## Start

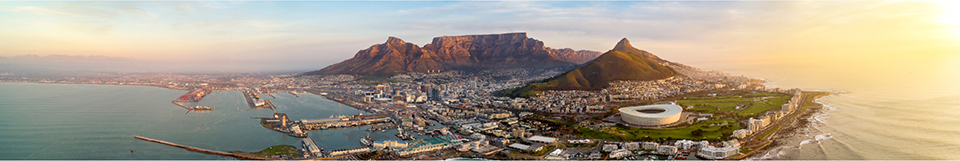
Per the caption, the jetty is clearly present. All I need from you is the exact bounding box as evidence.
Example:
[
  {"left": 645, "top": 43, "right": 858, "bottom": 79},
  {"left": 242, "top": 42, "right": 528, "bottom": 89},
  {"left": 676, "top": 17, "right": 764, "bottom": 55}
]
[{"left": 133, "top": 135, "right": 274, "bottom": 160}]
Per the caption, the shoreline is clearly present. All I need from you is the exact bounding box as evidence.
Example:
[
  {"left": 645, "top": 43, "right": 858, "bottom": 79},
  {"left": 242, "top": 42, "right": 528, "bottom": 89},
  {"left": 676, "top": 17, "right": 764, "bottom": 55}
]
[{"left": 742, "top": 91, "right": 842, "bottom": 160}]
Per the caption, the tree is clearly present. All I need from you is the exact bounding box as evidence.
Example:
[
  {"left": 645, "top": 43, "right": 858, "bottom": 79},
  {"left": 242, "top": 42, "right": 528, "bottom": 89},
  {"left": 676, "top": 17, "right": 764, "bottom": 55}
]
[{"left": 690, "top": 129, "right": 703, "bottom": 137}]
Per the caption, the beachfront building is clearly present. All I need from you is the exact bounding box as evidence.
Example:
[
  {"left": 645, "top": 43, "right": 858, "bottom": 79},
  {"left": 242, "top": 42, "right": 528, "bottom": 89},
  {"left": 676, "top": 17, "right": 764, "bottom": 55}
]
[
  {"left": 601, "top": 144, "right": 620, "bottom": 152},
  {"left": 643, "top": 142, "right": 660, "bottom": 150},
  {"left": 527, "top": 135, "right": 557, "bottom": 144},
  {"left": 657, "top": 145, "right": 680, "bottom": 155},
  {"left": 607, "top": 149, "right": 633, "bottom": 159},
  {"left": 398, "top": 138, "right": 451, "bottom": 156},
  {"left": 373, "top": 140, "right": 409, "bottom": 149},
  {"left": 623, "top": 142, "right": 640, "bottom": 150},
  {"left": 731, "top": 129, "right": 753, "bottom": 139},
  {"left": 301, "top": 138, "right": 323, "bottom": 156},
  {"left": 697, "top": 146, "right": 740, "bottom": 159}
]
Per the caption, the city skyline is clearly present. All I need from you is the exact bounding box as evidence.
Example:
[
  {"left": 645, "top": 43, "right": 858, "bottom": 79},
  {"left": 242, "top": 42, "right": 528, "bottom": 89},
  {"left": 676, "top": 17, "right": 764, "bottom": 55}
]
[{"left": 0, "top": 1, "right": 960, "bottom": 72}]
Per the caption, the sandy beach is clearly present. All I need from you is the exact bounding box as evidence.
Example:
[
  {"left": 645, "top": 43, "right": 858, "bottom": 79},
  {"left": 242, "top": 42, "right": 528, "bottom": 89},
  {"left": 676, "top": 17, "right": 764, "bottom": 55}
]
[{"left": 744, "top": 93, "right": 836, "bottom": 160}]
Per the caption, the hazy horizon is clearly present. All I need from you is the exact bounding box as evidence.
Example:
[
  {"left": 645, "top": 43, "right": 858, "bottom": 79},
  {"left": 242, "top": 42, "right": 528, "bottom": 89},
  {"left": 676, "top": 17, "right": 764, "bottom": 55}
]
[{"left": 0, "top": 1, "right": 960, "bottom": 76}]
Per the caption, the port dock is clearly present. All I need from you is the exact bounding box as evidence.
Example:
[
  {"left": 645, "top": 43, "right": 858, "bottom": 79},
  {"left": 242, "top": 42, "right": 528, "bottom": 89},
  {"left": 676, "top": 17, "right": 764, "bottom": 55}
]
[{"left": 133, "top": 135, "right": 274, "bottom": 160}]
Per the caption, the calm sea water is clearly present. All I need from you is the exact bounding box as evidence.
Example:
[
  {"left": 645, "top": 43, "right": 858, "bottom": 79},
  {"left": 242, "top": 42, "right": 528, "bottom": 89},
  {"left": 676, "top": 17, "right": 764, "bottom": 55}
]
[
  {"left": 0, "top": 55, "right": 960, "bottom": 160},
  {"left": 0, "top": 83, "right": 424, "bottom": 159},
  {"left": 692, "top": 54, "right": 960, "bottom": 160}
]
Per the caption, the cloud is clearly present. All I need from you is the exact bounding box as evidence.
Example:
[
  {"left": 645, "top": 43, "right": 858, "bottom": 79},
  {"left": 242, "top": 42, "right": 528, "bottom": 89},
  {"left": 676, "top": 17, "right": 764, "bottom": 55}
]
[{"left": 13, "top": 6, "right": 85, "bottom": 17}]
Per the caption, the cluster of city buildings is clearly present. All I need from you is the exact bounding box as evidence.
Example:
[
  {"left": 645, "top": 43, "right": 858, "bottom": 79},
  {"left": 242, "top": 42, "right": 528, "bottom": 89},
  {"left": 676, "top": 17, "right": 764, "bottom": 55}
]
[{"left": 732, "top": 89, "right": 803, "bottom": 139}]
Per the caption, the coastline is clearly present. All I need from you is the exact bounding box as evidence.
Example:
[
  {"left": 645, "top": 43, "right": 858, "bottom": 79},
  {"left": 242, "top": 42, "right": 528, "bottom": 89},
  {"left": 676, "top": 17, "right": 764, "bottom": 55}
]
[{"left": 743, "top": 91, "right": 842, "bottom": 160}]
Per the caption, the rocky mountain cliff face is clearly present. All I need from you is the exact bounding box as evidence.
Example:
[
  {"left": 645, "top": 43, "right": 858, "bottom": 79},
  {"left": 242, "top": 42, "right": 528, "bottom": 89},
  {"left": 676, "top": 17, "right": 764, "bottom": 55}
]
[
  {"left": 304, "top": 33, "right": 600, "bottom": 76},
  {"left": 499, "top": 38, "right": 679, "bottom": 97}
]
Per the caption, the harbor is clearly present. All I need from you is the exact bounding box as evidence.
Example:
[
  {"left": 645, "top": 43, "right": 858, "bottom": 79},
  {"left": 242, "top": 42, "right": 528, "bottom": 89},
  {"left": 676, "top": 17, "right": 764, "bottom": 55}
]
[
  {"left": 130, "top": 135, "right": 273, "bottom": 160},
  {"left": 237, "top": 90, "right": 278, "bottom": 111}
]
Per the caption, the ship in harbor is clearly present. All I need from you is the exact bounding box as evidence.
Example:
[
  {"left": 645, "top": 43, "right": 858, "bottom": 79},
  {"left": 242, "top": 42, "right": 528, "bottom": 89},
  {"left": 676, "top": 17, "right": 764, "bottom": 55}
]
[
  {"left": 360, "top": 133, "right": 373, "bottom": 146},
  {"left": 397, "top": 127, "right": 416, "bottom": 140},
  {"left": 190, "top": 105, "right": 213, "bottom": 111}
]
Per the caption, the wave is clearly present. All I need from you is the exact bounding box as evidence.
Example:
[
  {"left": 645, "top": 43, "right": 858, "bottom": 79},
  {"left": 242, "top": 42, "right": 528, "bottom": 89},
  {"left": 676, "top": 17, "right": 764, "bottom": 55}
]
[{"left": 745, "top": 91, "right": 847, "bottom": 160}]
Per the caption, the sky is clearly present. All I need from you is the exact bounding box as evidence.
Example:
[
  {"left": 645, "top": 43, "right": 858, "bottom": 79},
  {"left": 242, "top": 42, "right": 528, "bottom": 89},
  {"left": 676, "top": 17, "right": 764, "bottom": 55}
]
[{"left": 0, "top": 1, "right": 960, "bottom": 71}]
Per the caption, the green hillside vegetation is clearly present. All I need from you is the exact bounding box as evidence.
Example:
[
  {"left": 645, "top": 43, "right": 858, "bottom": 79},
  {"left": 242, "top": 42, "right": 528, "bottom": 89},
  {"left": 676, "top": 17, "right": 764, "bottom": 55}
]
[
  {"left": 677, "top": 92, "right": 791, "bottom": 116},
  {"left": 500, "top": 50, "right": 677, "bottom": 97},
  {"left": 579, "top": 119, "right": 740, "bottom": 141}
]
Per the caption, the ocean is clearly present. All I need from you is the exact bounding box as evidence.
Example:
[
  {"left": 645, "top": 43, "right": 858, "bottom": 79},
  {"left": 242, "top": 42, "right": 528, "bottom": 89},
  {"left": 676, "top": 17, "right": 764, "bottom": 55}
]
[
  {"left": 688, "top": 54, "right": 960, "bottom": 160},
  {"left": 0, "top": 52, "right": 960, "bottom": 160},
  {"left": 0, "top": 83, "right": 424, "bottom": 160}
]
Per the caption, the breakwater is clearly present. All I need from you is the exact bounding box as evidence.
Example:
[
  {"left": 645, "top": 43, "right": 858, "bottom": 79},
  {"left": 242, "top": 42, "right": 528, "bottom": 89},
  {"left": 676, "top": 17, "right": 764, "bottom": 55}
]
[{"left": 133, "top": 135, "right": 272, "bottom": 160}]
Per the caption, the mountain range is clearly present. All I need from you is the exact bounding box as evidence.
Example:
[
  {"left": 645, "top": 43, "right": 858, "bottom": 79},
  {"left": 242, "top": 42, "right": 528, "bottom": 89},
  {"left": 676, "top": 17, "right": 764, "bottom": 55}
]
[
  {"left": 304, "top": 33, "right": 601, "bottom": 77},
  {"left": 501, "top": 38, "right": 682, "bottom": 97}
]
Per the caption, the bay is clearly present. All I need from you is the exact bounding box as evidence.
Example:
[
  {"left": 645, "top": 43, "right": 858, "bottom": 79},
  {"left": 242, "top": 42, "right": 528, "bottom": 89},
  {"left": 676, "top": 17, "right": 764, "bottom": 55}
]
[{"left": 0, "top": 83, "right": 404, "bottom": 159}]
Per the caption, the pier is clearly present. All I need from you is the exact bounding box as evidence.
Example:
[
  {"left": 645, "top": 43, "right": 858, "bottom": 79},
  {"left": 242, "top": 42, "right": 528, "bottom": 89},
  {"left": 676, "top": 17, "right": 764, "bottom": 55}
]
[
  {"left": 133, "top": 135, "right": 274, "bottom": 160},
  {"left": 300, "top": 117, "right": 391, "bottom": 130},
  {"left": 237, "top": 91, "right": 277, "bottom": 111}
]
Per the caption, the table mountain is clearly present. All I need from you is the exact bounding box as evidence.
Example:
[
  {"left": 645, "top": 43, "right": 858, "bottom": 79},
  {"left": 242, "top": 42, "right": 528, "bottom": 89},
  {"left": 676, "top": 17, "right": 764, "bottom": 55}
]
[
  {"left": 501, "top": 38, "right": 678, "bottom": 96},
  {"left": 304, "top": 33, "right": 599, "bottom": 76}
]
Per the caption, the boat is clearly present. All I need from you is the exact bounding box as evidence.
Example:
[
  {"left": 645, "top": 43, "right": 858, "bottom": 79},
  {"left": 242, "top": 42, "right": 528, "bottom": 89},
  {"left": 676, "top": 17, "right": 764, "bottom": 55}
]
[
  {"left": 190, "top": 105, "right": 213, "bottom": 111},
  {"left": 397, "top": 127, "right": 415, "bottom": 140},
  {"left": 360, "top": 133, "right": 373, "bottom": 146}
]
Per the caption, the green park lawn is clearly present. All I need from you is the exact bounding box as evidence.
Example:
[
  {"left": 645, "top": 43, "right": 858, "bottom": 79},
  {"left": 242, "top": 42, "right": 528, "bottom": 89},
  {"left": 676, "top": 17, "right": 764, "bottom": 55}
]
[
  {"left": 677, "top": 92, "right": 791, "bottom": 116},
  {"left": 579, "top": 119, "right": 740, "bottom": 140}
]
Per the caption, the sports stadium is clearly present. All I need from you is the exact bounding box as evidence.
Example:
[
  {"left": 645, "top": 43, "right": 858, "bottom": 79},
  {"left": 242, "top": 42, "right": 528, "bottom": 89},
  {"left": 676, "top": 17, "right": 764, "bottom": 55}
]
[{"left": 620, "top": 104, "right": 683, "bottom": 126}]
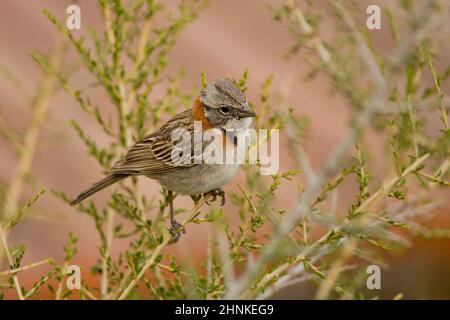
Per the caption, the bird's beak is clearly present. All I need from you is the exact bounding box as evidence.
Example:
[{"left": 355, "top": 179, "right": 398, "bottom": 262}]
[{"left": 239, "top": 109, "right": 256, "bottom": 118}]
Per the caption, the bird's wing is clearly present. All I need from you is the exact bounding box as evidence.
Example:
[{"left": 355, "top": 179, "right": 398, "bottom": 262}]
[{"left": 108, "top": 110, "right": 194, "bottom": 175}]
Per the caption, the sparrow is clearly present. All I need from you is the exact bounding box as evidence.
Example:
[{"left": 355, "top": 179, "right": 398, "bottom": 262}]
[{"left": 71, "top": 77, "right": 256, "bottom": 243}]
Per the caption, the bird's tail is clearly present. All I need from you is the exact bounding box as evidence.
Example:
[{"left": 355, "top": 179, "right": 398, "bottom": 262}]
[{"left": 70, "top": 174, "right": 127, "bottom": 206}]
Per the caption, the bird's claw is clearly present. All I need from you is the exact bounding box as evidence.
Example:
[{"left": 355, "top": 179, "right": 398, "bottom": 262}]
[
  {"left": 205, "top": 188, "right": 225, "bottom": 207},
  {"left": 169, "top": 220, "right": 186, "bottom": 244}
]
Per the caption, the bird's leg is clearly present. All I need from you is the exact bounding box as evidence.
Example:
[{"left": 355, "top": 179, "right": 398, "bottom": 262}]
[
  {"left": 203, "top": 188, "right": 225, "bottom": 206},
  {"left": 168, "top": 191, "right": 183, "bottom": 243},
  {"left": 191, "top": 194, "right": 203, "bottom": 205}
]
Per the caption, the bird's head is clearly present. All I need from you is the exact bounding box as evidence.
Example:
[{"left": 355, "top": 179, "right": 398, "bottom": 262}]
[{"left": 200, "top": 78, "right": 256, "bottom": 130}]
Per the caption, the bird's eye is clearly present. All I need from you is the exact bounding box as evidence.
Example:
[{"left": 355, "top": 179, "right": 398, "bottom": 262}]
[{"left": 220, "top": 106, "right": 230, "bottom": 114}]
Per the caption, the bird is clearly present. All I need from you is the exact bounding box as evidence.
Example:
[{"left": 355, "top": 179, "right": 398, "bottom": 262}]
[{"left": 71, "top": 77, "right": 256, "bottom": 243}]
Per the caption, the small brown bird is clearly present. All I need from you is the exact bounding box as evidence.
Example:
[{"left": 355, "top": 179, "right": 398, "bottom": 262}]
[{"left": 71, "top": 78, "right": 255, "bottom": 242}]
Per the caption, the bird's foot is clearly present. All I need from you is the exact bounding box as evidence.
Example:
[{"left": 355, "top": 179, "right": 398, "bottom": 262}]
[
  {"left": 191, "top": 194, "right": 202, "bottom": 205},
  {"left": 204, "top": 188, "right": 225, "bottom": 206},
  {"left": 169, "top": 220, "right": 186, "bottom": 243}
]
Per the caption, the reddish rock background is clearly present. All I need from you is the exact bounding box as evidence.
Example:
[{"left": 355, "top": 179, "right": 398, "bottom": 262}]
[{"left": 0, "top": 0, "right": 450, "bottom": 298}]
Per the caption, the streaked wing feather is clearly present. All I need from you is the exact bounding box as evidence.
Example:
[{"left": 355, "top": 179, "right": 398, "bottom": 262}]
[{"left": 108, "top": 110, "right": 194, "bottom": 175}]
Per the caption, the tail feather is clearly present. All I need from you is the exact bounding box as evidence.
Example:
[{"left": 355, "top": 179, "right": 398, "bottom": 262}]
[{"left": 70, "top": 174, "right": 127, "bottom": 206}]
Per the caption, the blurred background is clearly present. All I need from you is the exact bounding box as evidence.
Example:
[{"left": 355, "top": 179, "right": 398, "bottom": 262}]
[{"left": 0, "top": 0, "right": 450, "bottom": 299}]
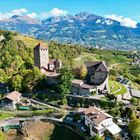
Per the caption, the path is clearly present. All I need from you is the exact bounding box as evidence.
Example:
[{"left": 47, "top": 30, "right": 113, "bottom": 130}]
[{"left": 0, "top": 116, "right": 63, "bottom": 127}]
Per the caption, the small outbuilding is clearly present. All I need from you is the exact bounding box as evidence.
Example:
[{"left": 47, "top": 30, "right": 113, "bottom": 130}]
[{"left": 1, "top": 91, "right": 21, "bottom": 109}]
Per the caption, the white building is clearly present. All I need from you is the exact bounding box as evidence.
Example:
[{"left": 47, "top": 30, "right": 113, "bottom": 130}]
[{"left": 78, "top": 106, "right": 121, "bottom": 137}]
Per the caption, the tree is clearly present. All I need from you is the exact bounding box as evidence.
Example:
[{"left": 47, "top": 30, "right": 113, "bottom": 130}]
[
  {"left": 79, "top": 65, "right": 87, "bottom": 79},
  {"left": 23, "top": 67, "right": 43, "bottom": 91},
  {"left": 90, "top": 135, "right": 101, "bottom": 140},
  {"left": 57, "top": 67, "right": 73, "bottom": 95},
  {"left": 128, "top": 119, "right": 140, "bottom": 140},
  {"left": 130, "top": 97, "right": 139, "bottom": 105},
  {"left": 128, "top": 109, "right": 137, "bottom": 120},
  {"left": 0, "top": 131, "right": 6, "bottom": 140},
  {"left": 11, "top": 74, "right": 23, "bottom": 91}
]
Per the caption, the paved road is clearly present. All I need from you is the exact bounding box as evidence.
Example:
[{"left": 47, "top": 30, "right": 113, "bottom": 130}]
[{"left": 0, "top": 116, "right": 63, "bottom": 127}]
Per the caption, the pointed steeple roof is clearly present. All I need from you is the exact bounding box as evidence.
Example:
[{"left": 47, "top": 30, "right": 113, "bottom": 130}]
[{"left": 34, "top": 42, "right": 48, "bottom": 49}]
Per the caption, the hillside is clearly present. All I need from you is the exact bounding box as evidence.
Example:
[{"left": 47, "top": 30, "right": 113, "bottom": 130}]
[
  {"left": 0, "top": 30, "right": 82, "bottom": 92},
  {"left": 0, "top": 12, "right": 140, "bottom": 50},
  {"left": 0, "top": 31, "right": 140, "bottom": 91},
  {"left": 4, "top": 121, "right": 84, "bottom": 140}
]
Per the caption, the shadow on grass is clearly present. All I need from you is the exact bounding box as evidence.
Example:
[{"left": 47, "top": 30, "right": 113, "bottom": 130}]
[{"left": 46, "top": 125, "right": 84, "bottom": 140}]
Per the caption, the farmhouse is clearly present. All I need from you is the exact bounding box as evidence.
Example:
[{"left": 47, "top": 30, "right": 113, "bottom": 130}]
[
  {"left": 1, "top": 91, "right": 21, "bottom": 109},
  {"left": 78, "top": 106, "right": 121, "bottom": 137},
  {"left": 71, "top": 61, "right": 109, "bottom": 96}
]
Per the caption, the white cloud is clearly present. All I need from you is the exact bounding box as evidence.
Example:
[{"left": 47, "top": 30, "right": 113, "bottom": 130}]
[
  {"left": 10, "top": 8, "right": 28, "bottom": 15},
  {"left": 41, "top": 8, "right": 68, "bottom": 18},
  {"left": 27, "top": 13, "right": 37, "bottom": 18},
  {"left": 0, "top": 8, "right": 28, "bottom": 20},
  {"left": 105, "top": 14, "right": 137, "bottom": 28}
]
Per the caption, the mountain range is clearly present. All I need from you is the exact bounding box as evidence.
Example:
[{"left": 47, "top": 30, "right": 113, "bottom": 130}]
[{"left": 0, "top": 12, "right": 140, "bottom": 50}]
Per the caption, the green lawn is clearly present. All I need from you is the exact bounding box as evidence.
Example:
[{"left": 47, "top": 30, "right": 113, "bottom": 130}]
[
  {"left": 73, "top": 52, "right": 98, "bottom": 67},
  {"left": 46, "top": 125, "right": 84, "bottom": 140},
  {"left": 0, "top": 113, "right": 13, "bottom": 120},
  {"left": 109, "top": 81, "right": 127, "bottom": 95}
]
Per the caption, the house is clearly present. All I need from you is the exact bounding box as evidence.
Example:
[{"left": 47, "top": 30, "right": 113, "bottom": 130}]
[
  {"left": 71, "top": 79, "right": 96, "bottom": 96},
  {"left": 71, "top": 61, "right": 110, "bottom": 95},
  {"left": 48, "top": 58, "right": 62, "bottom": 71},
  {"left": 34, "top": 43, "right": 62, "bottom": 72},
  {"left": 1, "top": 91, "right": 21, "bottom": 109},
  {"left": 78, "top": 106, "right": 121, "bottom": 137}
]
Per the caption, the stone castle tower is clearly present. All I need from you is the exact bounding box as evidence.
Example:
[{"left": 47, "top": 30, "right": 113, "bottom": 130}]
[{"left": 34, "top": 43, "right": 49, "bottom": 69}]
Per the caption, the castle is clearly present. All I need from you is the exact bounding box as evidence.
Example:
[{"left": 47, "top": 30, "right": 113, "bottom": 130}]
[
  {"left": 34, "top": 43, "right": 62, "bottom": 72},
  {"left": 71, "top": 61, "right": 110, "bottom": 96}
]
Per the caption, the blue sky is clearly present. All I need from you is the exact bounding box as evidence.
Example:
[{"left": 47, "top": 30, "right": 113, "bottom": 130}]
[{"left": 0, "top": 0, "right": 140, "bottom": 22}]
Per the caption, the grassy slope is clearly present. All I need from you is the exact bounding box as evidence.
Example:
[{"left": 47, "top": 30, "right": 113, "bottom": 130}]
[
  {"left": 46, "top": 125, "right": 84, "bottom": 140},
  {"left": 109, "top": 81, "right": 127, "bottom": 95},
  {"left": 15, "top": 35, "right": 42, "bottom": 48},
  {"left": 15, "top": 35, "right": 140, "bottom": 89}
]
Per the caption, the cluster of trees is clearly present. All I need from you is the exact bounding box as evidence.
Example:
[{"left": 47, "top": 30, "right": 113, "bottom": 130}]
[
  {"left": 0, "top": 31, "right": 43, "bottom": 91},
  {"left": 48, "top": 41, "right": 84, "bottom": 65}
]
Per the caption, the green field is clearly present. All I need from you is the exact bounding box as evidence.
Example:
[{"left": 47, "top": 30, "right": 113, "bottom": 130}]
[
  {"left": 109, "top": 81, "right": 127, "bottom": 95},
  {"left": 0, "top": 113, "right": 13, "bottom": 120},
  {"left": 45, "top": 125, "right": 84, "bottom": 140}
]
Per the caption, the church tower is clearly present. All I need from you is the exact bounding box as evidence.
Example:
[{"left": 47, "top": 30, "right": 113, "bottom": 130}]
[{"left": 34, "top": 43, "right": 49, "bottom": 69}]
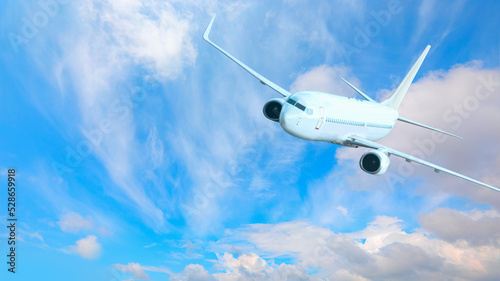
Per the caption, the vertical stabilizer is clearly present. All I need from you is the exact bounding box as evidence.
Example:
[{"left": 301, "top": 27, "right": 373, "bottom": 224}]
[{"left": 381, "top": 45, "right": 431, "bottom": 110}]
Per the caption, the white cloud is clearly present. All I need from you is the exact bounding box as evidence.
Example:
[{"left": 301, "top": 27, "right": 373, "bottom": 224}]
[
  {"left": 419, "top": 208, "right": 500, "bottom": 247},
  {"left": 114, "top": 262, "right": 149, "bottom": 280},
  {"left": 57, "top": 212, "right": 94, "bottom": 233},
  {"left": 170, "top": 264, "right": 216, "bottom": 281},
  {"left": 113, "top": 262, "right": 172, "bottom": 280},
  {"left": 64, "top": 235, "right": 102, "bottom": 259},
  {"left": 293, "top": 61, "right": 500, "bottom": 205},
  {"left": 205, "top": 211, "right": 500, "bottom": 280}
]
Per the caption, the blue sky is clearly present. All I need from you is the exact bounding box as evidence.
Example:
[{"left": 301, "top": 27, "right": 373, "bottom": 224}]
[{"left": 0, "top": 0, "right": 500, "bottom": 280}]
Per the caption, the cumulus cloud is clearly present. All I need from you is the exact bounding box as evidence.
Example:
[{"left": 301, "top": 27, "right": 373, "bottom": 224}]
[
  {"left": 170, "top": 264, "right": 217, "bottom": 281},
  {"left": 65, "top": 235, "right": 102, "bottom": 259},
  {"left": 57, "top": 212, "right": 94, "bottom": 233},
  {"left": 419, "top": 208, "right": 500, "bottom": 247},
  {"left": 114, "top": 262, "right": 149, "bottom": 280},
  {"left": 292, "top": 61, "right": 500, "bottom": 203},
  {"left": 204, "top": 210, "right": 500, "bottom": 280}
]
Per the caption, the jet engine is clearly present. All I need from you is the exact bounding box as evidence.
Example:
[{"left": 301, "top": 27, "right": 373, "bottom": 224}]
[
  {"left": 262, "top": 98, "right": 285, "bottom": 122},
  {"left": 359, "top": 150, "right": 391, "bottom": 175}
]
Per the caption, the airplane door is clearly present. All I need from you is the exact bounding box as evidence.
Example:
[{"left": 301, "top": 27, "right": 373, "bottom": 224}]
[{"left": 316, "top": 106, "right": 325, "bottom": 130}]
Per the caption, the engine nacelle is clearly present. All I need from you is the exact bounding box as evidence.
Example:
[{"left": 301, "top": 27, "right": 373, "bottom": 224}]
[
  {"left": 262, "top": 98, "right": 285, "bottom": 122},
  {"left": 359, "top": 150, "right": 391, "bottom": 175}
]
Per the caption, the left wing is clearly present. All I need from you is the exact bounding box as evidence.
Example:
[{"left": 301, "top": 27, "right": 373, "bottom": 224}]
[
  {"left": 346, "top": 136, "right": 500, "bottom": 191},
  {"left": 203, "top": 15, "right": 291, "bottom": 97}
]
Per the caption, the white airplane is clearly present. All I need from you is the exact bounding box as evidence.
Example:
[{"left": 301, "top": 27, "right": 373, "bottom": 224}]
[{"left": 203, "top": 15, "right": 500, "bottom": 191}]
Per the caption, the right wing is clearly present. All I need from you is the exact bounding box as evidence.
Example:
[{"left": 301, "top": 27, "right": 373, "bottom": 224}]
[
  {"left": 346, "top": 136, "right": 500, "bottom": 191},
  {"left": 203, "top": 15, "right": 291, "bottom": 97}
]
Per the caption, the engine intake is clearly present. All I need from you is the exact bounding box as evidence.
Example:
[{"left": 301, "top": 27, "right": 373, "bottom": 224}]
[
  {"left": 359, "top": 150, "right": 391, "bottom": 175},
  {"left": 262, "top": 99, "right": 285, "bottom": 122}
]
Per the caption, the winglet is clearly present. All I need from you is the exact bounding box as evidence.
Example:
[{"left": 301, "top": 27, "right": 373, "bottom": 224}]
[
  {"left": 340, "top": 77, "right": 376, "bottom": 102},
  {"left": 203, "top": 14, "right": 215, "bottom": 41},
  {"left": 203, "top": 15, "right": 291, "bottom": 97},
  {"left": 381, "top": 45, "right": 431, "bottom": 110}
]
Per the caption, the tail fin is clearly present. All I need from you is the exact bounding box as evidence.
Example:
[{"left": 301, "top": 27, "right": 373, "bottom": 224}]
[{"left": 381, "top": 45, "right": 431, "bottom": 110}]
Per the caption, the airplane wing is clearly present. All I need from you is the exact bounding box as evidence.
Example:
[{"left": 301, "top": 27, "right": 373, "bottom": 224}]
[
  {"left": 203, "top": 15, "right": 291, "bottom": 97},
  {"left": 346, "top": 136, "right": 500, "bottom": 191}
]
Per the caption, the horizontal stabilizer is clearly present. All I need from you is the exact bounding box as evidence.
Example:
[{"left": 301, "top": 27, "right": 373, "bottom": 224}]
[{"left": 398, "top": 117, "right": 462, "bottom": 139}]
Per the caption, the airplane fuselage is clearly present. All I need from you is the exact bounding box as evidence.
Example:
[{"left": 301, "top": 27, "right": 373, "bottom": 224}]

## End

**AIM OF THE EXERCISE:**
Every line from the one containing "Per the caption, the tail fin" through the last line must be copied exactly; leave out the rest.

**WRITTEN RESPONSE:**
Per the caption, the tail fin is clearly present. All I need from you is the exact bounding box as evidence.
Example:
[{"left": 301, "top": 27, "right": 373, "bottom": 224}]
[{"left": 381, "top": 45, "right": 431, "bottom": 110}]
Per the caption, the airplane wing is clearly present. All I need from you is the exact bounding box as evidence.
Example:
[{"left": 301, "top": 27, "right": 373, "bottom": 224}]
[
  {"left": 203, "top": 15, "right": 291, "bottom": 97},
  {"left": 346, "top": 136, "right": 500, "bottom": 191}
]
Per the caption, the horizontal stabilizer is clearly present. All I need from you is the exact bounding box as evidence.
Example:
[{"left": 301, "top": 27, "right": 373, "bottom": 224}]
[{"left": 398, "top": 117, "right": 462, "bottom": 139}]
Per the caption, the airplane fuselage is clearly present. All I need from you is the exact bounding box as evidence.
Example:
[{"left": 301, "top": 27, "right": 373, "bottom": 224}]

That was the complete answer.